Leave out every line that comes before the one containing "Exercise. Point to the railroad track", and reproduce the rest of the listing below exactly, through its last line.

◆ RECORDED INFORMATION
··········
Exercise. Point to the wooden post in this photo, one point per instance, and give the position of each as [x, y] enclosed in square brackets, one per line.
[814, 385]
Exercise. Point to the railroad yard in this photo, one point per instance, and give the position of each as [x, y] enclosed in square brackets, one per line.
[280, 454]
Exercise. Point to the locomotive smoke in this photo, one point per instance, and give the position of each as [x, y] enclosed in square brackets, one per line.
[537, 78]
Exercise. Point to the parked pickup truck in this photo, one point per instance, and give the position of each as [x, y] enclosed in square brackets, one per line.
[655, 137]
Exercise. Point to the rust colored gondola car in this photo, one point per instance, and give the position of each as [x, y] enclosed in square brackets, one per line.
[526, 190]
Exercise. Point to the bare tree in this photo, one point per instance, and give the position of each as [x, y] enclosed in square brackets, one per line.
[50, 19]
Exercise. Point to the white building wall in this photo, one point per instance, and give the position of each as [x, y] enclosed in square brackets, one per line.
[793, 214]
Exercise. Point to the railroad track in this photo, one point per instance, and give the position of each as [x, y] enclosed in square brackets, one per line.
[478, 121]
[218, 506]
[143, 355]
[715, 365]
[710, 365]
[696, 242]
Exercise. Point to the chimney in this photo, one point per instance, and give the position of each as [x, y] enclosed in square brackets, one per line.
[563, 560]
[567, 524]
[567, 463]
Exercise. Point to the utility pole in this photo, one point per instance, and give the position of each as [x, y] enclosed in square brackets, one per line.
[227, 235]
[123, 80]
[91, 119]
··········
◆ REPLY TO THE EXERCISE
Exercise. Point to the railroad track in this photo, one point per instance, and give the position of each as [x, y] enclosed in square brackets, one per line.
[478, 121]
[218, 506]
[143, 355]
[715, 365]
[710, 365]
[696, 242]
Exercise. Point to the chimney in this photo, one point per instance, and give the position of each as [x, y] enclosed in square brackets, one per line.
[563, 560]
[567, 524]
[567, 463]
Exercise. Point to the utility pole in this photo, one point per instance, and give the position of each as [x, y] enclosed in square brackets, one per line.
[227, 235]
[123, 80]
[91, 119]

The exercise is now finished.